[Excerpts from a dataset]
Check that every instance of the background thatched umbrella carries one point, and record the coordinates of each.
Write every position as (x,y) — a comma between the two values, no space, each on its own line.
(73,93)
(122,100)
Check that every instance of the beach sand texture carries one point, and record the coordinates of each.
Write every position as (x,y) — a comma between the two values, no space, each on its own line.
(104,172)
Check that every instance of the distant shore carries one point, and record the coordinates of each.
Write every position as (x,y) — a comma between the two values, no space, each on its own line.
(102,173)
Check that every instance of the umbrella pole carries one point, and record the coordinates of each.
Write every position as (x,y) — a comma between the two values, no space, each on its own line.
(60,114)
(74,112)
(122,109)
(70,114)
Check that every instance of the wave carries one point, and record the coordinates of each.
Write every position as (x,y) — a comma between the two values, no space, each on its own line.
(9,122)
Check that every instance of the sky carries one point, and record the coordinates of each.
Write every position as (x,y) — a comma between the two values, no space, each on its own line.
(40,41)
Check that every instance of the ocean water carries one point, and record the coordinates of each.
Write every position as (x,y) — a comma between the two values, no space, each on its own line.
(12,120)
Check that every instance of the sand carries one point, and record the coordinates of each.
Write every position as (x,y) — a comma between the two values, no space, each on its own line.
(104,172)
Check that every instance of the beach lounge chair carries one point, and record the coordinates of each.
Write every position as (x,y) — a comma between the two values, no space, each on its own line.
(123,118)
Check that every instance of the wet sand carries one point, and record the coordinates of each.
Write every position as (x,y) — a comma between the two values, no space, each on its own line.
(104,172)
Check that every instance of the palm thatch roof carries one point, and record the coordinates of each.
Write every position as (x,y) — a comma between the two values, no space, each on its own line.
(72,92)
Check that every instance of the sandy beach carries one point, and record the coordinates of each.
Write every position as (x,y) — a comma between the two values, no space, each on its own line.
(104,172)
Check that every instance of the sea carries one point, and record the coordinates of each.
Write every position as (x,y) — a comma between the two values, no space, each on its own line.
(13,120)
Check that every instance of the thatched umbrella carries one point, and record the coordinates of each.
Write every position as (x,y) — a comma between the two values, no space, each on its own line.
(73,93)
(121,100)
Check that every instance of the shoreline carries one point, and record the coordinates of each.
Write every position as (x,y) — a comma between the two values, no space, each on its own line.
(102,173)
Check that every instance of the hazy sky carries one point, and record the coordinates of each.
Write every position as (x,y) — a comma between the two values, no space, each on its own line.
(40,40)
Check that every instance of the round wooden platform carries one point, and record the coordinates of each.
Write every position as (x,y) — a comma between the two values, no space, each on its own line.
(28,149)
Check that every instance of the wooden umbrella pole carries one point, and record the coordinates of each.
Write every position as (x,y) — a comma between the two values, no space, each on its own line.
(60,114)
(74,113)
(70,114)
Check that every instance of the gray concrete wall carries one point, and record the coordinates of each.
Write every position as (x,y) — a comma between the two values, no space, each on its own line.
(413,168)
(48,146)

WHAT TO DO :: Reproduce the lines above. Leave each one as it is.

RESPONSE BOX ::
Check that every instance of the background thatched umbrella carries one point, and record the coordinates of each.
Write every position as (x,y) — a comma between the two values, no space, each on its own line.
(73,93)
(122,100)
Check that every instance of the beach sand texture carries one point, and record the coordinates of each.
Write every position as (x,y) — a comma between the two values, no space, each on its own line.
(104,172)
Check that every instance of the distant shore carries one point, and record the coordinates of each.
Write every position as (x,y) — a comma between the two values, no space, each on its own line.
(102,173)
Check that every instance of the umbrella pole carries one point, and record the coordinates of each.
Write every position as (x,y) — a comma between the two values, no space, each on its own line.
(60,114)
(74,112)
(122,109)
(70,114)
Check that every instance of the wave carries one point, and record the coordinates of each.
Write every position as (x,y) — a comma between the two values, no space, each on its own line.
(9,122)
Check that every instance of the sky carries one point, and record the coordinates of each.
Write every position as (x,y) — a comma between the two values, no space, each on its own line.
(40,41)
Check that every instance of the ocean water carries one point, and record the coordinates of each.
Write every position as (x,y) — a comma between the two values, no space, each on its own line.
(12,120)
Check that every instance of the sand carries one point, and record the coordinates of each.
Write every position as (x,y) — a comma between the two values, no space, each on its own line.
(104,172)
Check that every instance of the beach lounge chair carries one point, and record the coordinates of each.
Write every position as (x,y) — a comma between the two values, no space, each on its own line.
(123,118)
Check that every instance of the wet sand carries one point, and record the coordinates of each.
Write every position as (x,y) — a comma between the two values, no space, each on its own line.
(104,172)
Check that every instance of the palm thatch roof carries one point, and record the coordinates of each.
Write every position as (x,y) — a comma between the two values, no space, each on its own line.
(72,92)
Check that every instance of the sandy beach carries one point, and record the coordinates of each.
Write every position as (x,y) — a comma between the two values, no space, each on its own line.
(104,172)
Check that every instance of the sea carries one point, and record the coordinates of each.
Write every position as (x,y) — a comma between the two values, no space, each on its own line.
(13,120)
Check that every instance of the thatched umbrella carries one point, and record the coordinates of each.
Write every position as (x,y) — a comma between the two values, no space, each on its own line.
(73,93)
(121,100)
Check that every instance of the shoreline carries one point, and record the coordinates of each.
Write every position as (x,y) — a comma between the two values, no space, each on its own line.
(102,173)
Check that every instance of the hazy sky carries one point, and record the coordinates of each.
Write every position as (x,y) — a comma between the two values, no space, each on its own line.
(40,40)
Check that every instance of the round wooden platform carries one point, and record the coordinates of each.
Write every position as (x,y) — a comma between the two values, no space, each on its own line.
(28,149)
Check that every instance of the wooden umbrella pole carries one point, and record the coordinates of each.
Write every position as (x,y) — a comma between the two values, no space, each on its own line.
(60,114)
(74,113)
(70,114)
Check that every instance of the gray concrete wall carries one point, and record the coordinates of each.
Write every position as (x,y) — a comma between the two values, no space, each on its own line.
(413,168)
(48,146)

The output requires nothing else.